» WORK TO BE COMPLETED
Repeat the listing below word for word, line by line, with nothing changed.

» ENTRIES
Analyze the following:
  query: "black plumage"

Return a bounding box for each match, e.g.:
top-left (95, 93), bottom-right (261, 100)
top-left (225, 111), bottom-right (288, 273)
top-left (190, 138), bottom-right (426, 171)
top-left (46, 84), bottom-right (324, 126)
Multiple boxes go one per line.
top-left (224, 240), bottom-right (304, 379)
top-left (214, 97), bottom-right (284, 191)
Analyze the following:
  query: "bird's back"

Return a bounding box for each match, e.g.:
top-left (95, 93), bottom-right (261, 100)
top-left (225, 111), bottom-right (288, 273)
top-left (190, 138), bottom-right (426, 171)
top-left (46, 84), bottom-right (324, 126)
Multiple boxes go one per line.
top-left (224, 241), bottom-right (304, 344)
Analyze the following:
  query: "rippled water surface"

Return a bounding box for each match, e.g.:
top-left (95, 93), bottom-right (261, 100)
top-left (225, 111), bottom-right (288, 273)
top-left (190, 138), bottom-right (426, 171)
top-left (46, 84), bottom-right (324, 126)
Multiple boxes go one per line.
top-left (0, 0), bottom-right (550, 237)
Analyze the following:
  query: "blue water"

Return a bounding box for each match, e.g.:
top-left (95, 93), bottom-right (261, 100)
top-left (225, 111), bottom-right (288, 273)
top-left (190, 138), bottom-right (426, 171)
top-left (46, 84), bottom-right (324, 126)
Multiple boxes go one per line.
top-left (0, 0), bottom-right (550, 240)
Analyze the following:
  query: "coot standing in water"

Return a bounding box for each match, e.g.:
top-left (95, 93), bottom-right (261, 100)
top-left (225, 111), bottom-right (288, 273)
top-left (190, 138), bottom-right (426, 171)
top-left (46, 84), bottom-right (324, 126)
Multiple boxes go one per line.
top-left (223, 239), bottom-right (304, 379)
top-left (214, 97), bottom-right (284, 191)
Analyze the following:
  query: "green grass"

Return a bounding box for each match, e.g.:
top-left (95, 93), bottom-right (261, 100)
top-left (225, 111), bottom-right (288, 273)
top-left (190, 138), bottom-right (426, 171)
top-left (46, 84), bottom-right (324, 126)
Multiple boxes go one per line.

» COMPLETED TASK
Analyze the following:
  query: "black plumage"

Return a bounding box for each match, e.g.:
top-left (95, 93), bottom-right (261, 100)
top-left (225, 111), bottom-right (288, 273)
top-left (190, 138), bottom-right (426, 171)
top-left (46, 84), bottom-right (324, 126)
Multiple boxes go one per line.
top-left (224, 240), bottom-right (304, 379)
top-left (214, 97), bottom-right (284, 191)
Analyze the following:
  query: "bird's back"

Return a bounding box for each match, e.g.:
top-left (95, 93), bottom-right (261, 100)
top-left (225, 111), bottom-right (288, 273)
top-left (190, 138), bottom-right (426, 171)
top-left (46, 84), bottom-right (324, 126)
Multiple boxes go one per line.
top-left (224, 241), bottom-right (304, 344)
Analyze the following:
  query: "rippled water surface"

Return a bounding box for each match, e.g.:
top-left (95, 93), bottom-right (261, 100)
top-left (225, 111), bottom-right (288, 273)
top-left (190, 138), bottom-right (426, 171)
top-left (46, 84), bottom-right (324, 126)
Multiple boxes go one per line.
top-left (0, 0), bottom-right (550, 237)
Analyze the following:
  query: "blue water"

Return a bounding box for each match, e.g.:
top-left (95, 93), bottom-right (261, 100)
top-left (225, 111), bottom-right (288, 273)
top-left (190, 138), bottom-right (426, 171)
top-left (46, 84), bottom-right (324, 126)
Multiple boxes go one per line.
top-left (0, 0), bottom-right (550, 240)
Analyze the following:
  query: "coot standing in water"

Return a bounding box for each match, e.g.:
top-left (95, 93), bottom-right (261, 100)
top-left (225, 111), bottom-right (288, 273)
top-left (190, 138), bottom-right (426, 171)
top-left (46, 84), bottom-right (324, 126)
Multiple boxes go one per line.
top-left (223, 239), bottom-right (304, 379)
top-left (214, 97), bottom-right (284, 191)
Analyze the following:
  query: "green grass"

Return a bounding box for each match, e.g.:
top-left (95, 93), bottom-right (261, 100)
top-left (225, 111), bottom-right (288, 273)
top-left (190, 138), bottom-right (426, 171)
top-left (46, 84), bottom-right (324, 126)
Multiple boxes go one per line.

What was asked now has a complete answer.